Each health level can correspond to a plurality of power intervals. For example, the present invention can set a first power interval for low level, a second power interval for middle level, and a third power interval for high level. The embodiment can define the poor health has the low level first power interval smaller than 20 watts, the middle level second power interval ranged between 20-40 watts, and the high level third power interval greater than 40 watts; and can further define the average health has the low level first power interval smaller than 50 watts, the middle level second power interval ranged between 50-150 watts, and the high level third power interval greater than 150 watts; and can further define the good health has the low level first power interval smaller than 150 watts, the middle level second power interval ranged between 150-250 watts, and the high level third power interval greater than 250 watts; and can further define the excellent health has the low level first power interval smaller than 350 watts, the middle level second power interval ranged between 350-450 watts, and the high level third power interval greater than 450 watts. A number and a value of the power interval are not limited to the above-mentioned embodiment, which depend on a design demand.

* STORED ROWS:

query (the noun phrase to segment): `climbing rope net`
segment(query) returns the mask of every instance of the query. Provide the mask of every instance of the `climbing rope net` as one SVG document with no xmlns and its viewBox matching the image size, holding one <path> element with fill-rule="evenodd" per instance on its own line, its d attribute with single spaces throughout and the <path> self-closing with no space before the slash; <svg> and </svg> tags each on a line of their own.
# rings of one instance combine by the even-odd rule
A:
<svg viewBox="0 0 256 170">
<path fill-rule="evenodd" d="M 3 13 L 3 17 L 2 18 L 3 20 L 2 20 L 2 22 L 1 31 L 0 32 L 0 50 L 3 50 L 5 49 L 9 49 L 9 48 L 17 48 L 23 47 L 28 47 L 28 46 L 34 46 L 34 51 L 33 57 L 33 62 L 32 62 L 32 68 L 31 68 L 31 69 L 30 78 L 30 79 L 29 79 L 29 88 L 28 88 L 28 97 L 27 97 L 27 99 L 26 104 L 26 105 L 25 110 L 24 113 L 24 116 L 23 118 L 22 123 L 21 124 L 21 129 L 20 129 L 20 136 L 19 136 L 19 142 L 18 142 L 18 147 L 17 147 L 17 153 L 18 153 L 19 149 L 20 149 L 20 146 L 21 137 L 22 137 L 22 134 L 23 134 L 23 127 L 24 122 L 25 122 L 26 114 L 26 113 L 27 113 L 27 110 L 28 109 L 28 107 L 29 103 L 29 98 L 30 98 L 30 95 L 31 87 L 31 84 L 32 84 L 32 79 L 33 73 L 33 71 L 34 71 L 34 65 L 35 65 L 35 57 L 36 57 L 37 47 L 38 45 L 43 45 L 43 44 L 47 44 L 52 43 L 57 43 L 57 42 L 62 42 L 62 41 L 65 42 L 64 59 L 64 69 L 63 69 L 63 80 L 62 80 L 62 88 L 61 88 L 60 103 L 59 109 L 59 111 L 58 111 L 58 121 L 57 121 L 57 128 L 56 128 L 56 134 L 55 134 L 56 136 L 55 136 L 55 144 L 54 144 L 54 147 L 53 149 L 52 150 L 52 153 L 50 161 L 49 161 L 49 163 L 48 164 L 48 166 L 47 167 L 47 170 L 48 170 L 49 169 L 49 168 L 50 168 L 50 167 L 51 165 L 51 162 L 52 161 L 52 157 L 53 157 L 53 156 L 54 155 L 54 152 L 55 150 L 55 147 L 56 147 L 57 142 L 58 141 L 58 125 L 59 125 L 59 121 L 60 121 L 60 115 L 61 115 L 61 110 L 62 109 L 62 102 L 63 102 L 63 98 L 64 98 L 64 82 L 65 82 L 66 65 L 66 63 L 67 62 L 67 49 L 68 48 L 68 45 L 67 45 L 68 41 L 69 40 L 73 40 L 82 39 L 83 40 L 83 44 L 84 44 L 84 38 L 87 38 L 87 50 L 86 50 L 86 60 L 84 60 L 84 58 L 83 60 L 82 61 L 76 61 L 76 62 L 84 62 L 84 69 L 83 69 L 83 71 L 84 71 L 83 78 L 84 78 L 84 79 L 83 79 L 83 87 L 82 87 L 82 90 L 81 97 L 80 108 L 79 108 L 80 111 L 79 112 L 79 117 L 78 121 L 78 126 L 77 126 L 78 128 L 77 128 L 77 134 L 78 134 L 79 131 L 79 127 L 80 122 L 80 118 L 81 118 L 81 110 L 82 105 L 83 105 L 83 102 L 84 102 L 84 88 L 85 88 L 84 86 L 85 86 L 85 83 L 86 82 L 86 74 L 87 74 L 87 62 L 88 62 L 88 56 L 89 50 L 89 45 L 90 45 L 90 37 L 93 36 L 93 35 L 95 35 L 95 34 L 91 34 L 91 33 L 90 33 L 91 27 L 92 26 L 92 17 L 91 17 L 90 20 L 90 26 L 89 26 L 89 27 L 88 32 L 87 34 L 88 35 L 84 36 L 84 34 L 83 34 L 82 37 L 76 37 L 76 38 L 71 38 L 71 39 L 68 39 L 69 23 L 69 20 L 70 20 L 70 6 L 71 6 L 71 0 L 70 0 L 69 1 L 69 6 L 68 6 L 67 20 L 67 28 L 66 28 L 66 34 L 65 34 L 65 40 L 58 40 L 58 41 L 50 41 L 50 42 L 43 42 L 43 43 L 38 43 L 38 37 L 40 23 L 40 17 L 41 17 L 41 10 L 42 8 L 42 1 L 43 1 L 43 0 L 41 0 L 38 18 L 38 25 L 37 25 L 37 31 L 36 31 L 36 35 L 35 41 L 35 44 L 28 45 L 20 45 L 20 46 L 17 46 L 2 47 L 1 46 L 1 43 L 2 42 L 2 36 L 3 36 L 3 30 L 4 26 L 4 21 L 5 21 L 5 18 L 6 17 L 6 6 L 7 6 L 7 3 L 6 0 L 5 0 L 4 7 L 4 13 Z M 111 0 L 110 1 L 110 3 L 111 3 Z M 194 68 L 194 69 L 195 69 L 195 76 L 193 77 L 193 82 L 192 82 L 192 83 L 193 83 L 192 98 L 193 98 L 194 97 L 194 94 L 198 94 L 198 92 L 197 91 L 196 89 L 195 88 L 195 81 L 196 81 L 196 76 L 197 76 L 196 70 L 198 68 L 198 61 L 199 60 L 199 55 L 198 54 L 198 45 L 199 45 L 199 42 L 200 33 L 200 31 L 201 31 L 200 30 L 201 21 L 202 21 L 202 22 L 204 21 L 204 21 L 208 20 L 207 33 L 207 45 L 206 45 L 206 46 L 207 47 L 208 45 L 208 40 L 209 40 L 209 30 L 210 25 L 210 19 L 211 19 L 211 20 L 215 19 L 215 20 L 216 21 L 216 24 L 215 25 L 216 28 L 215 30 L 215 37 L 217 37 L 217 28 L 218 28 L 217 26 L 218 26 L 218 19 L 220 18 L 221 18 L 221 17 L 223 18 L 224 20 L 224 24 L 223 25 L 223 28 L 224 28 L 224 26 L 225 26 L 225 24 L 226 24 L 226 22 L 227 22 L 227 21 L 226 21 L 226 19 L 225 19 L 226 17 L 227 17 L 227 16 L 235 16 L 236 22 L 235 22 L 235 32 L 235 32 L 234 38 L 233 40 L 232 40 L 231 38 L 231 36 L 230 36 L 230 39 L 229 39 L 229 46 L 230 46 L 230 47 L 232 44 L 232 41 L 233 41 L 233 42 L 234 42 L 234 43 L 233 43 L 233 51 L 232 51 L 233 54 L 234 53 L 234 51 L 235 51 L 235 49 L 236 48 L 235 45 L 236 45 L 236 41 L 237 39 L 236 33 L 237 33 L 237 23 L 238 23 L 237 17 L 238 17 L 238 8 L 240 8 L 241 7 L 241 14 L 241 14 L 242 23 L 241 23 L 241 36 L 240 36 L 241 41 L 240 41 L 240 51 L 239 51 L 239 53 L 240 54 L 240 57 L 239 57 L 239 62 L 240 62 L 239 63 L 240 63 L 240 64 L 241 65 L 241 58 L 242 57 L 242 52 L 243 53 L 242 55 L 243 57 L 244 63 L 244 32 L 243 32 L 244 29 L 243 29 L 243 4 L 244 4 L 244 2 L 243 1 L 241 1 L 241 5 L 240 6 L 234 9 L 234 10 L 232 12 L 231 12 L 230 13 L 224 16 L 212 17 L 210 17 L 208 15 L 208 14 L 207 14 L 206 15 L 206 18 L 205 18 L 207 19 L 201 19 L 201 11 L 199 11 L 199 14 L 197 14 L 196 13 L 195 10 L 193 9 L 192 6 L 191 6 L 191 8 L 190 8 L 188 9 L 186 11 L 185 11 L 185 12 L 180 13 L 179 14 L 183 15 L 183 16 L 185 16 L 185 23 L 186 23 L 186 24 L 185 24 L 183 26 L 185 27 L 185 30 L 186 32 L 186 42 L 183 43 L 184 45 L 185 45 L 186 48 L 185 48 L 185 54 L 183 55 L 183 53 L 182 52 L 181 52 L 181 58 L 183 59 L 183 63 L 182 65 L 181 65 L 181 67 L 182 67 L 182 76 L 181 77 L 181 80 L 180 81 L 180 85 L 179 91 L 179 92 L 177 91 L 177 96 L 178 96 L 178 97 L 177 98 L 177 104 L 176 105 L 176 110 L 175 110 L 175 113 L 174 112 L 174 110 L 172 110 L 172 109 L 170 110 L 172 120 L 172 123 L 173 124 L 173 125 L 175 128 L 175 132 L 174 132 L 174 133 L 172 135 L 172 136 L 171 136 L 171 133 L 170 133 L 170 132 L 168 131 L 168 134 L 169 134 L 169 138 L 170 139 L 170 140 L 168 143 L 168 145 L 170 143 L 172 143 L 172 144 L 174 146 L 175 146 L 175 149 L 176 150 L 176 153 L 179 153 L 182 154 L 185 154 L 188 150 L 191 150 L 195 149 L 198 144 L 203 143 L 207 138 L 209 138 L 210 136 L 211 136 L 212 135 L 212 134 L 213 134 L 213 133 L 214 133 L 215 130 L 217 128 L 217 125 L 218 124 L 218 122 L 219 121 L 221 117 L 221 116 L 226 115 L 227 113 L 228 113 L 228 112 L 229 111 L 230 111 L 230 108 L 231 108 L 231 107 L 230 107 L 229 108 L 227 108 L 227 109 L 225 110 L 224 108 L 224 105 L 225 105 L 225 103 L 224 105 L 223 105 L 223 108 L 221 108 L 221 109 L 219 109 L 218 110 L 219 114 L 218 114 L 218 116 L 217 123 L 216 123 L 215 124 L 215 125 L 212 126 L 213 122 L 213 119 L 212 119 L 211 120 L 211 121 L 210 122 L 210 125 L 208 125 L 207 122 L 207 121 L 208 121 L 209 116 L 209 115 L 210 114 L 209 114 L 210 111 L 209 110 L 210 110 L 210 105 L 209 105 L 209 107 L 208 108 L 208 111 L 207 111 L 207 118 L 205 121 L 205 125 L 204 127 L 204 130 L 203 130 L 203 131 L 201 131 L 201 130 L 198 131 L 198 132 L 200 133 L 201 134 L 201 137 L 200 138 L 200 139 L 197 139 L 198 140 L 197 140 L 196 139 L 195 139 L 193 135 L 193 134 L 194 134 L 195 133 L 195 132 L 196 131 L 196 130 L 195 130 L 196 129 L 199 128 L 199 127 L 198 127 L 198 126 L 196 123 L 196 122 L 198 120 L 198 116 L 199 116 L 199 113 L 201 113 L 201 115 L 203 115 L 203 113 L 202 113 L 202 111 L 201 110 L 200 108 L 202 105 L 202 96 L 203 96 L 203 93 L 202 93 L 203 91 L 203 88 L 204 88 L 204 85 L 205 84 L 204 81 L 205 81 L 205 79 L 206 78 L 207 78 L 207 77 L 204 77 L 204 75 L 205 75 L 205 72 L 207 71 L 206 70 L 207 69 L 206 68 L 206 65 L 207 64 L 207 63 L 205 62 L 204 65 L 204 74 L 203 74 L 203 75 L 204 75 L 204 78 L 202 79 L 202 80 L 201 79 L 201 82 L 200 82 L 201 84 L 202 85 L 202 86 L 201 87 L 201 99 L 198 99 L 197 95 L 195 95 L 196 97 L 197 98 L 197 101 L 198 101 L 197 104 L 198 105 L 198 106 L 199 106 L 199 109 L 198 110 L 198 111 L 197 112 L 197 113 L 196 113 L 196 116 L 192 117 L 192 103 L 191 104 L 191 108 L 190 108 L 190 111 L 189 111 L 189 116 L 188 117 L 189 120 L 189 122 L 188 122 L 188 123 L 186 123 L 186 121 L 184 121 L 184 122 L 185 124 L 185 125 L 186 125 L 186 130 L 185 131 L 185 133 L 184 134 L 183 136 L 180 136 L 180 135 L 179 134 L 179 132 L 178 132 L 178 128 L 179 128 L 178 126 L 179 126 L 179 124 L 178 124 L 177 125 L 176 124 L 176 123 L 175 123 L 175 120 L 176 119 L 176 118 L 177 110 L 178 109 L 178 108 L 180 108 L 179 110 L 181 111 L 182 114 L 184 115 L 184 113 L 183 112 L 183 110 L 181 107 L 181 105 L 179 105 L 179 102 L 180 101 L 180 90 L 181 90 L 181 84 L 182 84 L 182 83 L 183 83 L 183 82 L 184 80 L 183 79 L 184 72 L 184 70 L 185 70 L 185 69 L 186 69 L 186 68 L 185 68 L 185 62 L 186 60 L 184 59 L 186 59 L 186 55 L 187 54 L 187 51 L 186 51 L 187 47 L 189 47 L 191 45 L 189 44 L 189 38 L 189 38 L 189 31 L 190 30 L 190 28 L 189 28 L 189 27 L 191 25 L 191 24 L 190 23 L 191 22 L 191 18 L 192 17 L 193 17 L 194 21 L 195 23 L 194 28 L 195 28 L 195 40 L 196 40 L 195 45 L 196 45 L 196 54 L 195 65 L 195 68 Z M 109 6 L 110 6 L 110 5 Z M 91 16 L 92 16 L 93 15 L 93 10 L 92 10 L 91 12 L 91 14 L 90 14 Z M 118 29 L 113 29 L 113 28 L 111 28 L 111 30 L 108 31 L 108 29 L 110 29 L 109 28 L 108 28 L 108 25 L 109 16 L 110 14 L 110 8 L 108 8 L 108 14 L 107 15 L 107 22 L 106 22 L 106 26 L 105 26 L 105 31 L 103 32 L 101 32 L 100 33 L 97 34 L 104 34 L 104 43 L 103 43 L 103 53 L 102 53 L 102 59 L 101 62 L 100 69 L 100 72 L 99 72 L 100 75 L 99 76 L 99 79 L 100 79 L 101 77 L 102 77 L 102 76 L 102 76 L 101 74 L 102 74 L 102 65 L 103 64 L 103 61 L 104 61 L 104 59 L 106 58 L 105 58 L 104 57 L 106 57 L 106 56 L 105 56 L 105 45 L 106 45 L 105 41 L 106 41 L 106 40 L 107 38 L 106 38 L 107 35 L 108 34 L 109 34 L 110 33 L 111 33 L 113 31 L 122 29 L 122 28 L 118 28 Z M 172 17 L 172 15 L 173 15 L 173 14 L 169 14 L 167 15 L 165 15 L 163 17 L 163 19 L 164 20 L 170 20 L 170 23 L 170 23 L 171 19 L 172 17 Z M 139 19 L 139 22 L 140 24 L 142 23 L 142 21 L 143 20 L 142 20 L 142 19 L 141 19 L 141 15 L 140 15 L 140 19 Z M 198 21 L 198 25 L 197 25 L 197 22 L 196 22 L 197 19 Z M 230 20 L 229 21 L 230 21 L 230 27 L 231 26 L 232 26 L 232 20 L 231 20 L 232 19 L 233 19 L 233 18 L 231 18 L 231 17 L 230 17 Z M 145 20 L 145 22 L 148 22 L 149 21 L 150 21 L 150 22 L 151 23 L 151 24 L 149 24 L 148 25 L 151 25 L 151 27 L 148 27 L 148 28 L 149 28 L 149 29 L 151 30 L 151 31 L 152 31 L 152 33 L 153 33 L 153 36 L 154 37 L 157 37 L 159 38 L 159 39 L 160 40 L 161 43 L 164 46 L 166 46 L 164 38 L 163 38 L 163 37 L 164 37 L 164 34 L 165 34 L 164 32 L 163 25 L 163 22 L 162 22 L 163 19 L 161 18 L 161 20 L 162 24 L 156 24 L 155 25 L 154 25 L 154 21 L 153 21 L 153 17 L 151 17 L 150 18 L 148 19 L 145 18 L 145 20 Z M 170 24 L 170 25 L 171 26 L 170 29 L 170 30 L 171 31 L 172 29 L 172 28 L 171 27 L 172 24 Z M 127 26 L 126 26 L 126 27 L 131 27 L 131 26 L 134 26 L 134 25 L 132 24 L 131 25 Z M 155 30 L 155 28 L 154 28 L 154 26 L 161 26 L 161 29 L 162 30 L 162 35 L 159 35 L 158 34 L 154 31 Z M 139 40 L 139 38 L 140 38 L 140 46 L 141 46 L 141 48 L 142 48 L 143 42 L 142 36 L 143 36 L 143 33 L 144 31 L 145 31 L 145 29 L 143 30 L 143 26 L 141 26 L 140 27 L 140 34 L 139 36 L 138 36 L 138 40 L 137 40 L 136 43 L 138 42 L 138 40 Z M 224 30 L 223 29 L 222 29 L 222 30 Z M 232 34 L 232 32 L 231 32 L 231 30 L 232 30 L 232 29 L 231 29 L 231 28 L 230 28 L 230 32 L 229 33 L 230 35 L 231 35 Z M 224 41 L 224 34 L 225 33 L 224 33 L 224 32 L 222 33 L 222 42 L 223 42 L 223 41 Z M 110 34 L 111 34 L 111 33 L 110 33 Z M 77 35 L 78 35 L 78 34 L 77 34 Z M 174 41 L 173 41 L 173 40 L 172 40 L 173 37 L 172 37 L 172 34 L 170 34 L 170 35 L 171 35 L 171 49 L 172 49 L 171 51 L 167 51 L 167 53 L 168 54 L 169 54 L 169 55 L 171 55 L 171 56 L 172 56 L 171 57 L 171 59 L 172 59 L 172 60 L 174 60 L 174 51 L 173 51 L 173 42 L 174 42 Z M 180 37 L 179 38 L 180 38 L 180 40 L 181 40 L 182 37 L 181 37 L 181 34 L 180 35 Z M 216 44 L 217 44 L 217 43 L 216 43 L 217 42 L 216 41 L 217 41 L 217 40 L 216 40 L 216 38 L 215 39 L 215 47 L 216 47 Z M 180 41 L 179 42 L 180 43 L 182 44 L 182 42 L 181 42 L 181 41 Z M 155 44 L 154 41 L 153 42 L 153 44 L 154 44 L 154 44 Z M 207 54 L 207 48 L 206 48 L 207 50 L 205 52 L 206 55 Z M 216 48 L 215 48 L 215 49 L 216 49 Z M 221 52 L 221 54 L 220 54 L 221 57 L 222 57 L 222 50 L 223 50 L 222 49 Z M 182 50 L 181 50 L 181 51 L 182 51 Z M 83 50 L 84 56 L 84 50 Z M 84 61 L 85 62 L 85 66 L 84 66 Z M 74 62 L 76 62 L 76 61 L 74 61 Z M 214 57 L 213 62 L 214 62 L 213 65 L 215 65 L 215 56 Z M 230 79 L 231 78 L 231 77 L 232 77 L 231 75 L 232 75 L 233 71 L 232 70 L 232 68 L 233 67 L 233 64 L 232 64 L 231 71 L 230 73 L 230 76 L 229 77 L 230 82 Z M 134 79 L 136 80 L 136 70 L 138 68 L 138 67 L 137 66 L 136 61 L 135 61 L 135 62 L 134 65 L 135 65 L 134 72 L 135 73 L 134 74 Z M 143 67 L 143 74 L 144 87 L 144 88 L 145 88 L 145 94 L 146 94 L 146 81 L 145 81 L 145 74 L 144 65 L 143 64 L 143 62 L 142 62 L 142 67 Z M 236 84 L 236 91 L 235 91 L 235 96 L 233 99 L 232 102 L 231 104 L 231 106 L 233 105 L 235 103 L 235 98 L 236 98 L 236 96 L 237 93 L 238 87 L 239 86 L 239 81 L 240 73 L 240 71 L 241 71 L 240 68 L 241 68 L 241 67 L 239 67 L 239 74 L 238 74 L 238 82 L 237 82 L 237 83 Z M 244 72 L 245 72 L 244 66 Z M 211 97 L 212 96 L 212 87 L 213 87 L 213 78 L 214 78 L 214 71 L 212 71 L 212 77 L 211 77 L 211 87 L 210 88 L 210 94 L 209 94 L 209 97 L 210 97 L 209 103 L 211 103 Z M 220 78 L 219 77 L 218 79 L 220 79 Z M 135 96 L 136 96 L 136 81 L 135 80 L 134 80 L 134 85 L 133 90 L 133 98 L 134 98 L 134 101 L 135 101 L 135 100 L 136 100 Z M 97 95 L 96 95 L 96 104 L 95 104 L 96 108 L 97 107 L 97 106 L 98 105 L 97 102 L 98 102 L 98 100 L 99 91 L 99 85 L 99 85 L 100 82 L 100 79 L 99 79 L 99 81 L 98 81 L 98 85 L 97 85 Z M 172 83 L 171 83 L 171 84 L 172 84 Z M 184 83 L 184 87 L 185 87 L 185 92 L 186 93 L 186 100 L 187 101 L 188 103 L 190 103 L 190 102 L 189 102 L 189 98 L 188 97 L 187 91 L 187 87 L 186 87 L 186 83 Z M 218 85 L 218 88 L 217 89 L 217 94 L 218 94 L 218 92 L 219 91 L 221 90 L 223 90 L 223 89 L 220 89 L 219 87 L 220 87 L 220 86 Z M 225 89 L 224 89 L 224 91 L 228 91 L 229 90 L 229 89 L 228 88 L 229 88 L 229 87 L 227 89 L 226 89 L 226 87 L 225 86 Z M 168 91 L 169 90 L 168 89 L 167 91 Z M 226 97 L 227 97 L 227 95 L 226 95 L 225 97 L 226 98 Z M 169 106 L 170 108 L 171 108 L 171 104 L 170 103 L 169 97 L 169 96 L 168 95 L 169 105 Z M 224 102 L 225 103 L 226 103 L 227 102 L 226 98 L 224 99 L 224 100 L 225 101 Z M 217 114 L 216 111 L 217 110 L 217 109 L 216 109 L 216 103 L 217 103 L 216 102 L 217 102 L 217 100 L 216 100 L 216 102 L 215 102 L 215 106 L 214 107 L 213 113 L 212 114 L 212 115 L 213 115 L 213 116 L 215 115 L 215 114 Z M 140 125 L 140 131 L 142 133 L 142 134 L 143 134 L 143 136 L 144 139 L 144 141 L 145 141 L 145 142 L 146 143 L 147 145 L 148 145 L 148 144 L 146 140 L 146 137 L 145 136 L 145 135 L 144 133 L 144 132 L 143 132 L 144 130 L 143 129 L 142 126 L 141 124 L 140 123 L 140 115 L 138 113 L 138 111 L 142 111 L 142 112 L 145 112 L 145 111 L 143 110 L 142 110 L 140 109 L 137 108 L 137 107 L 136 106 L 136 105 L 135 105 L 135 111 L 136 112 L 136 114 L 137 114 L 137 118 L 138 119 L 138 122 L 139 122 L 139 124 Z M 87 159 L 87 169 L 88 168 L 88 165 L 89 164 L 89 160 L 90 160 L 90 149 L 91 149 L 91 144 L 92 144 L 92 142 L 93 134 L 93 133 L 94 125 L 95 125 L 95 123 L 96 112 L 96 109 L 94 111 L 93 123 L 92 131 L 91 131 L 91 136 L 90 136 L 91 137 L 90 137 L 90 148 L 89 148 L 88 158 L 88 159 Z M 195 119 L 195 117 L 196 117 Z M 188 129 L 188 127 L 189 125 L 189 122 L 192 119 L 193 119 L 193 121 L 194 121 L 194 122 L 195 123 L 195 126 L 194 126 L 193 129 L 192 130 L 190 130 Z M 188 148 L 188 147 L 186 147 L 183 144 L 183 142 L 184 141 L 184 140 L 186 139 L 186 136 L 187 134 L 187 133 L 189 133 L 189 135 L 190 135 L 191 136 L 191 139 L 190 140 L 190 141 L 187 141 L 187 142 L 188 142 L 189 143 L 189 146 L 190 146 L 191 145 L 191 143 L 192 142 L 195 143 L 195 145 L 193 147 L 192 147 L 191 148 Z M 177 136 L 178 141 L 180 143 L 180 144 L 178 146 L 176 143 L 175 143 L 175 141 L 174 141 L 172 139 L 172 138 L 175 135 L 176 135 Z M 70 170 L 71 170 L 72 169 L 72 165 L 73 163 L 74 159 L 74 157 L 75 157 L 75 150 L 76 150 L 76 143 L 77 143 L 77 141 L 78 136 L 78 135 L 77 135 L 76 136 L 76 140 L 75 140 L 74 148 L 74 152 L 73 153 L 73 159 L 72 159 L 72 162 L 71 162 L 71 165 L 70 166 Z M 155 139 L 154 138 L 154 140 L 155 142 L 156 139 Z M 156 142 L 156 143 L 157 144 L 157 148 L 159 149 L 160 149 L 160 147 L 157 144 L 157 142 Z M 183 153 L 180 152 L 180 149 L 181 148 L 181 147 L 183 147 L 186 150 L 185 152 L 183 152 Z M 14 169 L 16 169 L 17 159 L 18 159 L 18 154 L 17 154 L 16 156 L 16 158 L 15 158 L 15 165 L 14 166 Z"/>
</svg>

* GOAL OF THE EXERCISE: Write the next part of the passage on health levels and power intervals, starting after its final sentence.

* ANSWER TO THE PROBLEM:
The embodiment can further define a tolerance percentage of the training intensity; the training intensity has the poor intensity set as 50-60 percent, the fair intensity set as 60-70 percent, the average intensity set as 70-80 percent, the good average set as 80-90 percent, and the excellent intensity set as 90-100 percent. The percentage of each training intensity is not limited to the above-mentioned embodiment, which depend on the design demand. Therefore, the assistance controlling system 10 can combine the training intensity selected by the user with the user datum, and compute a target heart rate interval conforming to the healthy condition of the user. The present invention can immediately detect the current human power and the current heart rate of the user when riding the electric bicycle, and then drive the assistance motor 16 to output the applicable motor assistance for restricting the current heart rate of the user within the target heart rate interval.

In addition, the assistance controlling system 10 can define a difference between the user age and a parameter (such as 220) as a maximum heart rate (MEM), and define a difference between the maximum heart rate and the resting heart rate (RHR) as a heart rate reserve (HRR), and further acquire a product of the heart rate reserve (HRR) and a preset training intensity, so as to compute and interpret an amount of the resting heart rate and the said product as the target heart rate interval. Computation of the target heart rate interval is not limited to the above-mentioned embodiment, which may be varied according to any factor such as a race and a gender, and other possible variation is omitted herein for simplicity.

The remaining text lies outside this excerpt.